-- begin --

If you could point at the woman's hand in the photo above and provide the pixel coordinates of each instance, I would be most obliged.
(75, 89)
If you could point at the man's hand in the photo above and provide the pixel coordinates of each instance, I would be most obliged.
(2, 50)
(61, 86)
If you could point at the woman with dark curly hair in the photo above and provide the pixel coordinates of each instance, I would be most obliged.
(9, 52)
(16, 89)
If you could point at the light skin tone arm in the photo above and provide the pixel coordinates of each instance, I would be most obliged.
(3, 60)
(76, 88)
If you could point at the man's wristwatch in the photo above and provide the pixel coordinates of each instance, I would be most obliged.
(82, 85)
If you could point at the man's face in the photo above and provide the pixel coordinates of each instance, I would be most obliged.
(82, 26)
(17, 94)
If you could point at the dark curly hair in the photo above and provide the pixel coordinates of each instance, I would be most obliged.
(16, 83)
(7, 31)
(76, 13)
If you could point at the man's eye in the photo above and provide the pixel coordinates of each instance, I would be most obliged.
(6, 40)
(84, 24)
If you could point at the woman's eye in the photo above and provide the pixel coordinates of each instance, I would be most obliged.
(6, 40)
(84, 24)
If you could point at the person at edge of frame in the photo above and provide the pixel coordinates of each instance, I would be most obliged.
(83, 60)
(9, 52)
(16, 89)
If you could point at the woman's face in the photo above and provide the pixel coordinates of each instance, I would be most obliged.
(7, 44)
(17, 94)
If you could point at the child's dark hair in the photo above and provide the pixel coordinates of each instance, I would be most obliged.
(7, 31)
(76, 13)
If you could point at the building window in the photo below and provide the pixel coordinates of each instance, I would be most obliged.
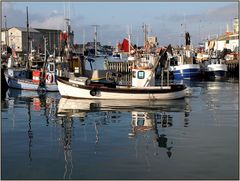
(141, 74)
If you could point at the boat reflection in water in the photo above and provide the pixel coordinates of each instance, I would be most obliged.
(148, 117)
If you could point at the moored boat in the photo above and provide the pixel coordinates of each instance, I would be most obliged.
(27, 79)
(143, 86)
(215, 68)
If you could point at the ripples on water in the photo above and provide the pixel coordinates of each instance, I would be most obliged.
(49, 137)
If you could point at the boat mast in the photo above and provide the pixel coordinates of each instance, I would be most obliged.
(27, 64)
(83, 41)
(6, 32)
(129, 39)
(95, 38)
(145, 30)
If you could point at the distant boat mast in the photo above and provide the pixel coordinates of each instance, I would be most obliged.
(95, 38)
(28, 38)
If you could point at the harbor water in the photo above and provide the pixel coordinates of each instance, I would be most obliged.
(45, 136)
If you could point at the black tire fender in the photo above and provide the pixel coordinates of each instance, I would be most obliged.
(93, 92)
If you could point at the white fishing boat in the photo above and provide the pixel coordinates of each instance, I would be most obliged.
(74, 107)
(216, 68)
(143, 86)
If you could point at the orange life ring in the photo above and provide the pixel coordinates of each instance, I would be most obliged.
(49, 78)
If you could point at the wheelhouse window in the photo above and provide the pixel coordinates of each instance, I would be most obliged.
(141, 74)
(134, 74)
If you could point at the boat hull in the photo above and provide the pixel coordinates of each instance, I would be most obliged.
(72, 90)
(217, 71)
(28, 84)
(186, 71)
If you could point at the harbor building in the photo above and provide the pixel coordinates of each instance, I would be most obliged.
(230, 40)
(17, 39)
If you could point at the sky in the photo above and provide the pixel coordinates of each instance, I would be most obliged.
(166, 20)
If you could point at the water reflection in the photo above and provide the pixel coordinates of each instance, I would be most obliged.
(143, 122)
(146, 116)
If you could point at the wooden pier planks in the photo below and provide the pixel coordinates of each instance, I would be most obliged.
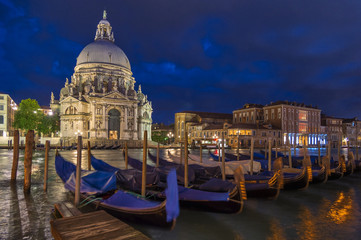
(94, 225)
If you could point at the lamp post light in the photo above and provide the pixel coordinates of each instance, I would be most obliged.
(170, 135)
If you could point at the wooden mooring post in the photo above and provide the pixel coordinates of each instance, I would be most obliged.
(28, 158)
(186, 157)
(238, 146)
(157, 162)
(126, 155)
(89, 157)
(319, 153)
(78, 171)
(223, 160)
(219, 152)
(289, 155)
(144, 167)
(14, 169)
(46, 164)
(252, 153)
(181, 150)
(200, 152)
(269, 155)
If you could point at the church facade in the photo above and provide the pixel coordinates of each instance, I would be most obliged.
(100, 102)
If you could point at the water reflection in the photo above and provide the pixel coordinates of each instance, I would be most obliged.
(276, 231)
(328, 211)
(341, 209)
(307, 227)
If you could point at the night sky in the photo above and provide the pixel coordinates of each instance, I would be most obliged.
(194, 55)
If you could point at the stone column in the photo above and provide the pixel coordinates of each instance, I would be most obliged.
(122, 120)
(93, 126)
(105, 134)
(126, 121)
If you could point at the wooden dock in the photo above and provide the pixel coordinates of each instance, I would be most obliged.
(94, 225)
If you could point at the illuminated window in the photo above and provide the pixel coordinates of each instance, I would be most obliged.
(302, 115)
(302, 127)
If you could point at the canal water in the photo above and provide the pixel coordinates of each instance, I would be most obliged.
(323, 211)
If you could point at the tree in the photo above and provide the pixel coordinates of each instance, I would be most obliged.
(48, 124)
(28, 116)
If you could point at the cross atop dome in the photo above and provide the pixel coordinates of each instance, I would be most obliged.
(104, 30)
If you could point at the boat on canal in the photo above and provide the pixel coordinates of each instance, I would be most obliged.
(99, 189)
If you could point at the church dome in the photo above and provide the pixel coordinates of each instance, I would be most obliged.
(103, 51)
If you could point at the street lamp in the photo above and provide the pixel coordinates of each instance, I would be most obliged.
(170, 135)
(78, 133)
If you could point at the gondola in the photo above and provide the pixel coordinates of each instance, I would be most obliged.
(108, 147)
(258, 186)
(293, 178)
(336, 172)
(99, 147)
(115, 147)
(319, 175)
(227, 201)
(357, 165)
(263, 163)
(100, 189)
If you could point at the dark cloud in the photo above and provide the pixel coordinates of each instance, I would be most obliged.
(194, 55)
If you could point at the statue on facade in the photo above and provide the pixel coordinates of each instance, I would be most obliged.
(130, 124)
(115, 87)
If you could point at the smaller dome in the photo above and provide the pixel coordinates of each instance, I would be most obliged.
(104, 21)
(103, 51)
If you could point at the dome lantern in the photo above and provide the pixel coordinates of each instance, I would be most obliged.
(104, 30)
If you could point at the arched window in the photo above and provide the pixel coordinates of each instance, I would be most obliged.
(71, 110)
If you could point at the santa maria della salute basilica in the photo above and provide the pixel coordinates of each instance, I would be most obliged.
(99, 102)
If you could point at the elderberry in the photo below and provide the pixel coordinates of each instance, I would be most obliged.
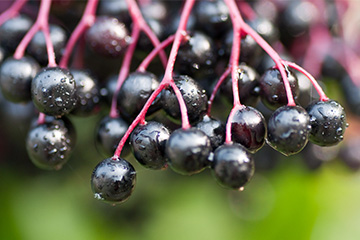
(53, 91)
(50, 144)
(328, 122)
(288, 129)
(188, 151)
(233, 166)
(148, 144)
(113, 180)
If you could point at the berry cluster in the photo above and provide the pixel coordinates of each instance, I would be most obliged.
(219, 48)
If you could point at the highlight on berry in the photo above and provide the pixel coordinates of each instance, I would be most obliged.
(203, 87)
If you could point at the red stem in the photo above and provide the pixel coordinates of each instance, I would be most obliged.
(265, 46)
(318, 88)
(43, 25)
(216, 89)
(138, 18)
(146, 62)
(166, 81)
(87, 20)
(12, 11)
(41, 118)
(124, 70)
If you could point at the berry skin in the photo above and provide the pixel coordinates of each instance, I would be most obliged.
(108, 37)
(328, 122)
(109, 133)
(50, 144)
(188, 151)
(53, 91)
(272, 90)
(87, 92)
(248, 128)
(212, 17)
(134, 93)
(233, 166)
(197, 56)
(113, 180)
(148, 144)
(214, 129)
(15, 78)
(248, 83)
(14, 29)
(194, 96)
(288, 129)
(37, 46)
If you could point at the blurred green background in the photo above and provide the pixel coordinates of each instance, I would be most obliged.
(286, 202)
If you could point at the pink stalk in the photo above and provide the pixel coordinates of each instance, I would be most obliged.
(12, 11)
(216, 89)
(167, 80)
(320, 41)
(124, 70)
(265, 46)
(138, 18)
(323, 97)
(41, 118)
(146, 62)
(87, 20)
(42, 24)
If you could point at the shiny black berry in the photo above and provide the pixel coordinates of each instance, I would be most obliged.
(194, 96)
(188, 151)
(197, 56)
(288, 129)
(148, 144)
(134, 93)
(16, 76)
(113, 180)
(214, 129)
(108, 135)
(272, 90)
(248, 127)
(37, 46)
(233, 166)
(50, 144)
(53, 91)
(212, 17)
(108, 37)
(13, 30)
(328, 122)
(87, 94)
(248, 82)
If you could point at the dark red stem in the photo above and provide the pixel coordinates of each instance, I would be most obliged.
(146, 62)
(216, 89)
(138, 18)
(87, 20)
(124, 70)
(12, 11)
(166, 81)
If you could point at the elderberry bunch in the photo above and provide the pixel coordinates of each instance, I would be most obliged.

-- end --

The task:
Extract exactly the lines between the line containing "If you could point at the berry cluster" and the end of the data, including both.

Complete output:
If you could point at the berry cluster in the photo above and provide the pixel coordinates of each instance, I would be most obliged.
(219, 48)
If you could point at the highlight on berry in the photo above and provide the pixel coordinates of each instance, I would be most obliged.
(203, 87)
If you could point at the red stem in the photo above and provide the pixel coordinates of each instance, I would be most obliged.
(265, 46)
(318, 88)
(43, 25)
(216, 89)
(138, 18)
(146, 62)
(166, 81)
(87, 20)
(12, 11)
(41, 118)
(124, 70)
If you could point at the berry skin in the photo above and provide the pixel coordinates of each instance, I would be most obliged.
(108, 37)
(328, 122)
(109, 133)
(50, 144)
(188, 151)
(53, 91)
(272, 90)
(87, 92)
(248, 128)
(212, 17)
(134, 93)
(233, 166)
(197, 56)
(113, 180)
(148, 144)
(214, 129)
(15, 78)
(248, 83)
(14, 29)
(194, 96)
(288, 129)
(37, 46)
If you could point at the blurred green background in the photo above and provide the pixel coordinates of each instance, I would be most obliged.
(286, 202)
If you could point at the pink stalk in the photo above and provide the pixel coordinates of each instance, I would be most obliged.
(12, 11)
(216, 89)
(167, 80)
(320, 41)
(124, 70)
(265, 46)
(138, 18)
(323, 97)
(41, 118)
(146, 62)
(87, 20)
(42, 24)
If you could point at the shiny black berry in the photo above and provide the pixel coordinates of each instance, I would be most obliged.
(194, 96)
(188, 151)
(197, 56)
(288, 129)
(148, 144)
(134, 93)
(16, 76)
(113, 180)
(214, 129)
(108, 135)
(272, 90)
(248, 127)
(37, 46)
(233, 166)
(50, 144)
(53, 91)
(212, 17)
(108, 37)
(13, 30)
(328, 122)
(87, 94)
(248, 82)
If you could point at the dark red stem in the photo above and provide the pixel coordinates of each instance, I would be most obliged.
(146, 62)
(216, 89)
(138, 18)
(87, 20)
(124, 70)
(12, 11)
(166, 81)
If you could point at the elderberry bunch in the photo above and provide the pixel coordinates of each instance, I would be most obliged.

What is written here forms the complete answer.